**WHAT THIS TASK INVOLVES**
Set the records down once more so that they match the source word for word.

**DATA EXTRACTS**
+++++

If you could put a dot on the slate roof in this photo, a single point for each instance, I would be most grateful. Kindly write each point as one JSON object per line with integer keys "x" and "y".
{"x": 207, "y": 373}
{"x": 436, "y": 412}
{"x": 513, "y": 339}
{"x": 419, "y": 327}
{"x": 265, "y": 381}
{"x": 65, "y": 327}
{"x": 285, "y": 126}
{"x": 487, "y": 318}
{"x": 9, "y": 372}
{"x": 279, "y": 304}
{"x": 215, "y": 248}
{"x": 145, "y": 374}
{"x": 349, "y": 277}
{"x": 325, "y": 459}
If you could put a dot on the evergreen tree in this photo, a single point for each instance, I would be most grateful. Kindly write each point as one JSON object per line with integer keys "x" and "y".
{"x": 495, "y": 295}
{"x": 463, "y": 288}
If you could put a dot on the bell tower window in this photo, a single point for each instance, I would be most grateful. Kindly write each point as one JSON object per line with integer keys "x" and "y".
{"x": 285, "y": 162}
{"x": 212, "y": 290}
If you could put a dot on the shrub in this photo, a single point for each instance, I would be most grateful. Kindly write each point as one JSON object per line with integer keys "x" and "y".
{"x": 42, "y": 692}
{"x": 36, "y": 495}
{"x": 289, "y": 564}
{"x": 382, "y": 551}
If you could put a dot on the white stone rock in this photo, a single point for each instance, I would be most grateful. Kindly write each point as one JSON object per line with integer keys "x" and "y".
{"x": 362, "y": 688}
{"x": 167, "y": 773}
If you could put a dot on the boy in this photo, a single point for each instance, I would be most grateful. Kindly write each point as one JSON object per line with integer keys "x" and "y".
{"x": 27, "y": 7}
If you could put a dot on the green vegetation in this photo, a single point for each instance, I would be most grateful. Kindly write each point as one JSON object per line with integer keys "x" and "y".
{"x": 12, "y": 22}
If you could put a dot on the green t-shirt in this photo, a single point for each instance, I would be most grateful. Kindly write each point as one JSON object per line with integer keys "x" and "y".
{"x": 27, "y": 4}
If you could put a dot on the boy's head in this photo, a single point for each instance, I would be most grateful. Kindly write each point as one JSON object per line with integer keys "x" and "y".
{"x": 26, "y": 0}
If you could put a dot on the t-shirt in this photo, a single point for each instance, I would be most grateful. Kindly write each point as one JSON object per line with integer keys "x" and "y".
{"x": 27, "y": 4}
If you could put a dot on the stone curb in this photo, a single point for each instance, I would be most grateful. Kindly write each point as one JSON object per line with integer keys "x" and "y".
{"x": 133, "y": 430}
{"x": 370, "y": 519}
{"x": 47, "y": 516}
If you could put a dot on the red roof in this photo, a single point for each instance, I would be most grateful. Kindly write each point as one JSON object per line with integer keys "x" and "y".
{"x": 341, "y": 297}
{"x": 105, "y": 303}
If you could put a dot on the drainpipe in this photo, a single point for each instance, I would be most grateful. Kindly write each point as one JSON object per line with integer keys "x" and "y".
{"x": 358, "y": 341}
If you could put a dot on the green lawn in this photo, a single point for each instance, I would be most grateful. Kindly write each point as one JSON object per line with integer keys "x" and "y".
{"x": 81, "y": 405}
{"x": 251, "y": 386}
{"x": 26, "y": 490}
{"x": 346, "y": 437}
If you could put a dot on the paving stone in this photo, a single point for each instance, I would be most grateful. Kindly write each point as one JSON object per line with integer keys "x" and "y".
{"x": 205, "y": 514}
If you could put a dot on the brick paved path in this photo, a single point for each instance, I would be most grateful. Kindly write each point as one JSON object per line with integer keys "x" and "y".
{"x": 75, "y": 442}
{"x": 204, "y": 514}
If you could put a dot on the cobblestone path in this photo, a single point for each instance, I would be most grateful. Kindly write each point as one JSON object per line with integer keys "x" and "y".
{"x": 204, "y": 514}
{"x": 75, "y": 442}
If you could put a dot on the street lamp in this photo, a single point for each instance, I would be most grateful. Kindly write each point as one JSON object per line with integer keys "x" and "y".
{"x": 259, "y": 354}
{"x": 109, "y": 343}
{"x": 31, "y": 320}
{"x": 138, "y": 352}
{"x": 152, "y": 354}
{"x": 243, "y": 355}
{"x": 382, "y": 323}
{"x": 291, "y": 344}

+++++

**EXERCISE OUTPUT**
If you could put a dot on the slate roof in this photo, a single point for each instance, I would be most grateful. Kindly write each point as one JSON object per line with integer keys "x" and "y".
{"x": 207, "y": 373}
{"x": 436, "y": 412}
{"x": 513, "y": 339}
{"x": 419, "y": 327}
{"x": 265, "y": 381}
{"x": 65, "y": 327}
{"x": 285, "y": 126}
{"x": 487, "y": 318}
{"x": 9, "y": 372}
{"x": 279, "y": 304}
{"x": 215, "y": 248}
{"x": 145, "y": 374}
{"x": 349, "y": 277}
{"x": 325, "y": 459}
If you could put a dot on the evergreen tree in this photo, a single point for each instance, I would be most grateful. Kindly write each point as one JSON object per line with integer keys "x" and "y".
{"x": 495, "y": 295}
{"x": 463, "y": 288}
If you could put a dot on the bell tower window in this photo, a single point for each instance, I would be most grateful. Kindly write each point as one JSON object per line with integer keys "x" and "y".
{"x": 285, "y": 162}
{"x": 212, "y": 290}
If you could put a dot on the shrub in this photo, a single point for each instance, I would be most grateful. Kindly write each point as one JSON object per line with integer keys "x" and "y".
{"x": 42, "y": 692}
{"x": 36, "y": 495}
{"x": 289, "y": 564}
{"x": 382, "y": 551}
If you could put a dot on the white stone rock in this photo, a single point for each instance, I would be most grateful. Kindly write each point as one JSON object per line with integer keys "x" and "y".
{"x": 362, "y": 688}
{"x": 167, "y": 773}
If you could put a dot on the boy in this photo, a single point for each instance, I would be most grateful. Kindly write each point as one JSON object per line with integer keys "x" and "y".
{"x": 27, "y": 7}
If you could put a dot on the green vegetation in this photo, a single point for each instance, I would be most grateful. Kindly write each point as one JSON object per line with integer keys "x" and "y".
{"x": 12, "y": 22}
If you could put a dot on the green t-shirt in this photo, a single point for each instance, I would be most grateful. Kindly write each point as one JSON object per line with integer keys "x" and "y".
{"x": 27, "y": 4}
If you could put a dot on the boy's head in this photo, a single point for each instance, I would be most grateful. Kindly write each point as one JSON object per line with integer keys "x" and "y".
{"x": 26, "y": 0}
If you could put a dot on the t-shirt in this photo, a single point for each instance, I would be most grateful. Kindly write each point as one JSON object per line with integer keys "x" and "y".
{"x": 27, "y": 4}
If you could put a dot on the stone curb in this photo, a single point for each instance, I would be most grateful. Kindly write each point as one JSON object per line with integer keys "x" and "y".
{"x": 133, "y": 430}
{"x": 370, "y": 519}
{"x": 47, "y": 516}
If you could put a dot on the red roof in this photo, a single point for each instance, I would be most grateful. Kindly write each point as one JSON object per line with integer keys "x" and "y".
{"x": 341, "y": 297}
{"x": 105, "y": 303}
If you could put a dot on the drainpipe in this photo, a single point for each instance, I would be most grateful. Kindly write each point as one JSON object per line with integer keys "x" and "y".
{"x": 358, "y": 341}
If you could put a dot on the green lawn in this photo, a single point for each instance, I would be most grateful. Kindly write each point as one JSON object per line with integer keys "x" and "y".
{"x": 81, "y": 405}
{"x": 251, "y": 386}
{"x": 26, "y": 490}
{"x": 346, "y": 437}
If you could put a dot on the paving stone in this photo, a single point for each instance, I would be most grateful. Kindly write each point as one JSON object per line with integer keys "x" and "y".
{"x": 205, "y": 514}
If you could put a dot on the brick paved path in this photo, a single point for each instance, I would be most grateful. Kindly write each point as one JSON object per line with integer keys "x" and "y".
{"x": 75, "y": 442}
{"x": 204, "y": 514}
If you could put a dot on the cobblestone path in this photo, a single point for each instance, I would be most grateful. Kindly write each point as one JSON object per line with integer keys "x" and "y".
{"x": 204, "y": 514}
{"x": 75, "y": 442}
If you could put a dot on the street lamp in this photo, a single point for each instance, I would be most grateful. Kindly write each point as one JSON object per line with integer keys "x" and "y".
{"x": 259, "y": 354}
{"x": 109, "y": 343}
{"x": 31, "y": 320}
{"x": 138, "y": 352}
{"x": 152, "y": 354}
{"x": 243, "y": 355}
{"x": 382, "y": 323}
{"x": 291, "y": 344}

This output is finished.